**Prompt**
Line by line, transcribe the listing below exactly.

**Available records**
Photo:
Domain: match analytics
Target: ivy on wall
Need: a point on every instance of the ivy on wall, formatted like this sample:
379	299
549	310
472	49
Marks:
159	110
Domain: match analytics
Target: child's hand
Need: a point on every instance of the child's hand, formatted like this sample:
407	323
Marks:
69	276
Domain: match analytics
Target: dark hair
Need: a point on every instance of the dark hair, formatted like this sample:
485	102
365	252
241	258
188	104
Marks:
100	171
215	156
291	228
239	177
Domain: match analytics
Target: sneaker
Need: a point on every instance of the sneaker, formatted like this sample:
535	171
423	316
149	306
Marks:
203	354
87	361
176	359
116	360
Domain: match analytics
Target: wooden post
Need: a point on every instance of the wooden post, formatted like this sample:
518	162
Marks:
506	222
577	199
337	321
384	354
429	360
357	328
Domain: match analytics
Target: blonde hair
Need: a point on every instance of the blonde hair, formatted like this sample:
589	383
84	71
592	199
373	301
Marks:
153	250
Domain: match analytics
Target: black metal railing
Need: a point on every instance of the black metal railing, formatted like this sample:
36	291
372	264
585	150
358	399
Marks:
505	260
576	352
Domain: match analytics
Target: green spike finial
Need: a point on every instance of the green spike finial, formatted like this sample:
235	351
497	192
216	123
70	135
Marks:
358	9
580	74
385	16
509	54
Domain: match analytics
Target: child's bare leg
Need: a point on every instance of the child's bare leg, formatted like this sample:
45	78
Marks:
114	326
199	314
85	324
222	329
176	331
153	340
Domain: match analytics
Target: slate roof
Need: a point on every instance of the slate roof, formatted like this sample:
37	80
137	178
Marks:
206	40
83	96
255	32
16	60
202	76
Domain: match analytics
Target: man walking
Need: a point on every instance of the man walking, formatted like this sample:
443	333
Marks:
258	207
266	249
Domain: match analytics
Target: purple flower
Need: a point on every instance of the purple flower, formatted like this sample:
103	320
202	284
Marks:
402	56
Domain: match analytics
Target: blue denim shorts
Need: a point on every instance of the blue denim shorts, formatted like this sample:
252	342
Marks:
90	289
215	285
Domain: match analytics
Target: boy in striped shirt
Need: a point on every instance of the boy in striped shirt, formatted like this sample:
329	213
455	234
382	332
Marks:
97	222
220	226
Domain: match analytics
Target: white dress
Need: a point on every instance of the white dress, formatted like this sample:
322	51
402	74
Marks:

**Solution to this task**
Photo:
Domain: match analytics
Target: ivy on wall
Need: a point on every instance of the ivy on wall, formatted like this sample:
379	299
549	310
472	49
Marks:
159	110
Domain: match analytics
Target: child's hand
Need: a point on every instance of the child's hand, formatted like this sample:
407	323
Marks:
69	276
Domain: match analytics
Target: dark hair
Need: a point on every instance of the dark hair, formatted like this sample:
485	102
365	252
241	258
188	104
Marks:
100	171
215	156
291	228
239	177
Domain: match analytics
Target: sneaker
Need: a point on every instance of the sneaker, formatted like this sample:
535	171
423	316
149	306
Marks:
203	354
87	361
176	359
116	360
Domain: match analytics
Target: wooden post
Need: a point on every instance of the wooden post, formatted like this sample:
518	162
Marks:
506	222
577	199
337	321
384	354
429	360
357	328
Domain: match analytics
Target: blonde hair
Need: a point on every instance of the blonde hair, formatted like this sample:
589	383
84	71
592	199
373	301
Marks:
153	250
Domain: match analytics
Target: black metal railing
Need: a point on every instance of the black metal railing, formatted like this sample:
36	291
372	264
585	150
358	399
Marks:
505	260
576	352
Domain: match analytics
Target: green spike finial
Need: a point on every instance of the green spike finial, formatted like this sample:
235	351
497	192
216	123
70	135
Marks:
358	9
580	74
385	16
509	54
Domain: match analytics
Target: child's bare leg
Need: a point on every instance of the child's bare leg, formatted like this sample:
45	78
Marks:
114	326
199	314
85	324
222	329
176	331
153	340
Domain: match analytics
Target: slate roof
Need: a point on every instance of the slate roof, formatted like this sample:
37	80
137	178
Marks:
206	40
83	96
255	32
16	60
202	76
Domain: match analytics
Target: man walking
Need: a point on every instance of the man walking, formatted like this sample:
443	333
Marks:
258	207
266	249
Domain: match analytics
Target: purple flower
Need: a point on every instance of the purple flower, formatted like this sample:
103	320
202	284
Marks:
402	56
Domain: match analytics
Target: blue denim shorts
Need: a point on every instance of the blue denim shorts, formatted like this sample:
252	342
Marks:
90	289
215	285
Domain: match analytics
Target: boy in striped shirt
Need: a point on every instance of the boy in striped shirt, formatted like this sample:
329	213
455	234
382	332
Marks:
97	222
220	226
Domain: match analytics
Target: white dress
Need: a point on every instance of the white dress, formatted like this sample:
322	51
402	74
Marks:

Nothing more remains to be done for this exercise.